[Written problem] Convert the rows below into a two-column CSV with the header text,answer and one line for each row. Put the row's text and its answer in separate quoted fields, replacing any line breaks inside a field with spaces.

** Start Data to use **

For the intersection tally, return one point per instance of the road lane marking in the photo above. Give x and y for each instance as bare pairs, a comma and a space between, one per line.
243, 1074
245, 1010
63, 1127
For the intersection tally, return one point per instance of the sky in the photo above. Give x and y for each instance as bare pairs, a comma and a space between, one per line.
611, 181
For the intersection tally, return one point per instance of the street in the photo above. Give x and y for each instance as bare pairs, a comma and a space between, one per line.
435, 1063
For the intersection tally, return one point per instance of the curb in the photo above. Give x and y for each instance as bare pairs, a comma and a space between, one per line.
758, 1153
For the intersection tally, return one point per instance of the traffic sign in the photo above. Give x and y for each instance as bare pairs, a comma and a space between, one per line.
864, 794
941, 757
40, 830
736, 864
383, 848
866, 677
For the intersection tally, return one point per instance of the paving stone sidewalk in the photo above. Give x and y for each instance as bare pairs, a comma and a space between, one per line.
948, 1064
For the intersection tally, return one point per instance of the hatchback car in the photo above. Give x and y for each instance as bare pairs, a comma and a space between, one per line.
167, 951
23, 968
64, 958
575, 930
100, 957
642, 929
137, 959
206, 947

** End Data to use **

[Exercise output]
text,answer
"For the intersection tally, return one point per instance of the road lane marking in the photo above. Give x and y for each instance as bare pairs, a comma and a space between, one per line.","243, 1074 245, 1010 63, 1127"
"For the intersection tally, return one point per instance of the sky in the photo above. Give x and y for each instance as bare pairs, a comma and a space between, one per line.","611, 181"
"For the intersection tally, return one point per instance of the street in the photo above. Give x and y for each instance as bare pairs, a comma and a space between, one per line.","435, 1063"
"For the intersection tally, return one point per instance of the curb in the photo above. Give x and y for each instance as bare pairs, a comma and a space between, one per line.","758, 1153"
"For the intersection tally, return one point per instance of the traffic sign in the photo above. Give x and y for each instance as bare pairs, a comma and a space between, one per line.","864, 794 941, 757 40, 830 736, 864 383, 848 866, 677"
"For the intersection tally, return one point per instance of the paving stone sidewalk in the photo above. Give x and y for each instance as bare pairs, a comma and a space between, one per line.","948, 1064"
"For the intersection tally, return one point per instance of the hatchback car in the photo above. Give x and y for each instance as bare pairs, a comma and a space between, one per line.","167, 951 23, 968 64, 958 575, 930 100, 957 642, 929 137, 959 206, 947"